> **Task inputs**:
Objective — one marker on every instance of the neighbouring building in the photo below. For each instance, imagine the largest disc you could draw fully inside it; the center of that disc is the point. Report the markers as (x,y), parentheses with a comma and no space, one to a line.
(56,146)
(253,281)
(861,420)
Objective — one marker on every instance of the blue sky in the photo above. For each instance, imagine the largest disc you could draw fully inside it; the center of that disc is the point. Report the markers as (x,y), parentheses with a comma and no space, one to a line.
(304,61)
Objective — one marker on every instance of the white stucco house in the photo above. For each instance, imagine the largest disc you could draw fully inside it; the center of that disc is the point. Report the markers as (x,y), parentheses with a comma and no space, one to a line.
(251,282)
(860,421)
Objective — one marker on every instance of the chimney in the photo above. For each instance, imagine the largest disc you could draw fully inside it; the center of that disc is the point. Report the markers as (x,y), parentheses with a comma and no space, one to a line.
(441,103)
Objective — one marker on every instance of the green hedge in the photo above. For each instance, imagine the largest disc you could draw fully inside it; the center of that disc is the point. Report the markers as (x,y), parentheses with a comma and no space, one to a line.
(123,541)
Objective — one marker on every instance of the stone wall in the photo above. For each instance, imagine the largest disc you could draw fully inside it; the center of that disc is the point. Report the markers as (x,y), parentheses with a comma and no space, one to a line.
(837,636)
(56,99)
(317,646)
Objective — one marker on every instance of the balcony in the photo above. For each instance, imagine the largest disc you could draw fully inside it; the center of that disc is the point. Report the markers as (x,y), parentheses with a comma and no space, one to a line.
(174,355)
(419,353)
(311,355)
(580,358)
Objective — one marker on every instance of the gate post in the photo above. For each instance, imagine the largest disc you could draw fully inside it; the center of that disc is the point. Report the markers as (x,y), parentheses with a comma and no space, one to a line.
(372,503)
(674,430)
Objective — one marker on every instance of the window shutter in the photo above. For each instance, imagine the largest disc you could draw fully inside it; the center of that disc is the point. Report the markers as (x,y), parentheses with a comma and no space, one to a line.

> **Exercise objective**: Set down the whole listing once more, exactly as it appears.

> **Answer to this exercise**:
Objective — one marker on every instance of the neighbouring building in the photo below. For each instance, imagine the largest disc you could draw fully inside it; the center of that disc is the point. Report the markers as (x,y), parentheses with a comma and no space, one to a line.
(56,146)
(253,281)
(861,420)
Objective — one marker on every instance of the blue sky in the photo above. For each instance, imagine the largest disc you could draw fully inside it; the center of that disc is the point. Report the markers as (x,y), parentheses with a comma and no space, one to a line.
(304,61)
Objective — one marker on every instance of the white stucco house in the photo above. For each instance, imagine the largest disc you could draw fully inside it; the center of that disc is the point. Report the markers as (x,y), parentheses with a comma and no space, one to a line.
(251,282)
(860,421)
Objective — one marker on every instance of the chimney in the photo above. For each instance, imagine the largest disc you could draw fully inside it; the center of that disc is the point. Report the markers as (x,y), parentheses with a comma and no space, one to a line.
(441,103)
Objective — one marker on every instance of the green hedge in the photo above. For each instance, imagine the largest disc you could draw fully inside it; the center of that disc is the point. Report the markers as (x,y), parentheses with a comma and no space, one to a line.
(123,541)
Objective — one marker on every instance of the stone wall in the photo above. For each instance, imagine the largest disc you could draw fully inside it; the center of that disc is the point. Report the markers as (x,y), parentheses with a comma and no space, one to a line.
(837,636)
(56,99)
(317,646)
Objective — one marker on every instance of the balcony in the photo above. For each instance, imagine the largest disc you could draw fully inside it; the center of that disc is the point. Report the markers as (x,y), parentheses with a comma and no space, one to a line.
(174,355)
(419,353)
(311,355)
(580,358)
Objective — one marker on every instance of the gate post in the photo above. For each instance, imagine the largest disc you could draw fully inside it; the center of that disc is the point. Report the markers as (x,y), parentheses with a comma and no space, one to a line.
(372,503)
(674,430)
Objective — one marker on every instance of the window shutter in the photo above. For each instance, imagine the largest disc you could draw fully inside it; the center of that disc is the point. Report the markers as (x,y), parentheses with a comma and no space, one to a line.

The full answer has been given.